[Items stored from a collection]
********
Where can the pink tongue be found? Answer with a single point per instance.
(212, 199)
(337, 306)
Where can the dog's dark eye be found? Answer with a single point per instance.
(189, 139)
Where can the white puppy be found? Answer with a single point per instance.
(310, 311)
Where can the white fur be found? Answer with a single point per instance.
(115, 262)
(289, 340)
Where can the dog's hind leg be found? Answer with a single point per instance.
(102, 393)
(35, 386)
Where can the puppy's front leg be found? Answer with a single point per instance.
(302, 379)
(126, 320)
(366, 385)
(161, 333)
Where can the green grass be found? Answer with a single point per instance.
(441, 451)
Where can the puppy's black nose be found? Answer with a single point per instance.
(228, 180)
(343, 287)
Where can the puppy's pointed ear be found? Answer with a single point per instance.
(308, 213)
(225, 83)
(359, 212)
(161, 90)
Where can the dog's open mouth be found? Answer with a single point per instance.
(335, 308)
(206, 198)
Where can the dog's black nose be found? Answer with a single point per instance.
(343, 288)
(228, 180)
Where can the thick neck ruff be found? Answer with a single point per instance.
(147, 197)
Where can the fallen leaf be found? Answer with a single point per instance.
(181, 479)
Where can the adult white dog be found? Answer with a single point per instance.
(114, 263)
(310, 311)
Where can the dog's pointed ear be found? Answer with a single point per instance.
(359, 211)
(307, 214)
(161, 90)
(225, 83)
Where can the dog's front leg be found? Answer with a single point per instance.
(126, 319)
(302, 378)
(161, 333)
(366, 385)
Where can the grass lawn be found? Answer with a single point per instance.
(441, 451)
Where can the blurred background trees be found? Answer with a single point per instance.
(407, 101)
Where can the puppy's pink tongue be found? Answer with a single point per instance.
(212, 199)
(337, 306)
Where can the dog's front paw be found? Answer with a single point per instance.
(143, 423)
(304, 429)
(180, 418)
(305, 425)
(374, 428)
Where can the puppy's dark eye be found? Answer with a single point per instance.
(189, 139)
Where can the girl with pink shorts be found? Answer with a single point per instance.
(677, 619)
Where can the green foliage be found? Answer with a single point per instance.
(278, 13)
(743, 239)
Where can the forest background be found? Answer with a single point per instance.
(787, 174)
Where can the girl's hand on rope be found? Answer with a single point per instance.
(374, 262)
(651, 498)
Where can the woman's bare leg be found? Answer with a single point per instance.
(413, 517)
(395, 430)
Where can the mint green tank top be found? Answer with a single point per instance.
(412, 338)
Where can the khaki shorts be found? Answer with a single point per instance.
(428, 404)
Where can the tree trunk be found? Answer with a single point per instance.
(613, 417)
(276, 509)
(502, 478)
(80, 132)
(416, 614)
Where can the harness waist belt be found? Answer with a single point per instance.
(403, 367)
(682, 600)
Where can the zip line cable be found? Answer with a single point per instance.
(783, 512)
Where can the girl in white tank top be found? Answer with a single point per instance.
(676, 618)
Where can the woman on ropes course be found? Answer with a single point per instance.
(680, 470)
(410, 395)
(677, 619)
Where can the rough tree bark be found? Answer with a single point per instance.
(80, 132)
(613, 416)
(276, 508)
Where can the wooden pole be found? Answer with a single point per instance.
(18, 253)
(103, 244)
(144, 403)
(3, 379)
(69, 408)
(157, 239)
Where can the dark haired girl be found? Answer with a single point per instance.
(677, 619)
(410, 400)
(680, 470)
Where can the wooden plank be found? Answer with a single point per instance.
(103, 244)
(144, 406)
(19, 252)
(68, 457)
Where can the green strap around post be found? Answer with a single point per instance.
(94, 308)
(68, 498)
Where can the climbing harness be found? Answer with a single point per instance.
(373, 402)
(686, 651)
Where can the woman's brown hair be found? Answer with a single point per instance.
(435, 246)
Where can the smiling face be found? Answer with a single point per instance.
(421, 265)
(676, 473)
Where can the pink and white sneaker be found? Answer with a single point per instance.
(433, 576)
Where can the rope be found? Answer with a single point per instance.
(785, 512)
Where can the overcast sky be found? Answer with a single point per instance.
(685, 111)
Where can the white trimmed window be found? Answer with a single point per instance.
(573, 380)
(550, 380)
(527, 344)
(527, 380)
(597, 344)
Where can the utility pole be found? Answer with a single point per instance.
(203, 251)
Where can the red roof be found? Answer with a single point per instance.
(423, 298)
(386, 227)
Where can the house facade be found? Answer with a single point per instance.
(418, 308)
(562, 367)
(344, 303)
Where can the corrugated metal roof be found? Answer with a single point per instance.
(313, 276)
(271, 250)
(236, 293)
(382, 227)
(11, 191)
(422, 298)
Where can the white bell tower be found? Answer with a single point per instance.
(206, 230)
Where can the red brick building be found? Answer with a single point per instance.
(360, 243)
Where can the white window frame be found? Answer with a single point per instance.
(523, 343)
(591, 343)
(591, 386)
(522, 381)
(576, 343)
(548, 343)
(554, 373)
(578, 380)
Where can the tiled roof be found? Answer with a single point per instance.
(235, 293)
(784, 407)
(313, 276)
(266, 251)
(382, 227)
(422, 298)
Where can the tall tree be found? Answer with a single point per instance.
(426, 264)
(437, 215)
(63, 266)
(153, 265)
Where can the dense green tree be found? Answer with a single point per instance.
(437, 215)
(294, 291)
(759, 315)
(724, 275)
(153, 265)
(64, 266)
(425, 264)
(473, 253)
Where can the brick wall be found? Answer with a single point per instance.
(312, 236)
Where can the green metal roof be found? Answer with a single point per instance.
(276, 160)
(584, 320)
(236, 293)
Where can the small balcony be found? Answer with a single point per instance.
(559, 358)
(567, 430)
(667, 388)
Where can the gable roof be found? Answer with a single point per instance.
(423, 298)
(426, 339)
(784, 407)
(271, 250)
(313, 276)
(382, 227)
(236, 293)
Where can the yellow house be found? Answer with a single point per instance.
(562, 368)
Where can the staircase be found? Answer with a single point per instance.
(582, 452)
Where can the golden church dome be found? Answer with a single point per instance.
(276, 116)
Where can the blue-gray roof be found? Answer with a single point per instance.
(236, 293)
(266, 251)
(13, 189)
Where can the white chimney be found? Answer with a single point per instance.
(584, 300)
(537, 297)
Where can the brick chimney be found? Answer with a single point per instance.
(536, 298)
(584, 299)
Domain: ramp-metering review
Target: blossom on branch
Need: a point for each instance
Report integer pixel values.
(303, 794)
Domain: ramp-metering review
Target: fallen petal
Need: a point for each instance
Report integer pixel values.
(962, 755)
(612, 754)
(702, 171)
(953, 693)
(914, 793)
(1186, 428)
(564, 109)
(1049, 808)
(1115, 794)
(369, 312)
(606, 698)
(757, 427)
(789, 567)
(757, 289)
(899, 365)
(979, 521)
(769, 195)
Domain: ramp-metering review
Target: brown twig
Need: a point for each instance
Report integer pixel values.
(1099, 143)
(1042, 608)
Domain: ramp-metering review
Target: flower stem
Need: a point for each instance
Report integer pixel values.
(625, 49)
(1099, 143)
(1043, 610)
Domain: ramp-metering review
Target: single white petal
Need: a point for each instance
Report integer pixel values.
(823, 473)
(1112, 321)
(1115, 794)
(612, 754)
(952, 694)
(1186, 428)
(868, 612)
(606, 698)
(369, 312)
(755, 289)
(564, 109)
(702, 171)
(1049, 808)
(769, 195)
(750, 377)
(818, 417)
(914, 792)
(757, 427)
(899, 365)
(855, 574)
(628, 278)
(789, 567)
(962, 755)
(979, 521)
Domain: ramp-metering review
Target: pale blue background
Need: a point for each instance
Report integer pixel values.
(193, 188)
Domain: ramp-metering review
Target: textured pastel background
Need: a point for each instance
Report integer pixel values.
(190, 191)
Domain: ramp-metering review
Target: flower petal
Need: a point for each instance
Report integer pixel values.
********
* **SHORT TASK**
Filter the entries above, keeping only the lines that contain the string "nose". The match is case-sensitive.

* **TASK ANSWER**
Where can the puppy's black nose be found? Answer with a single point per instance.
Where can the dog's black nose be found? Answer with a single point per instance.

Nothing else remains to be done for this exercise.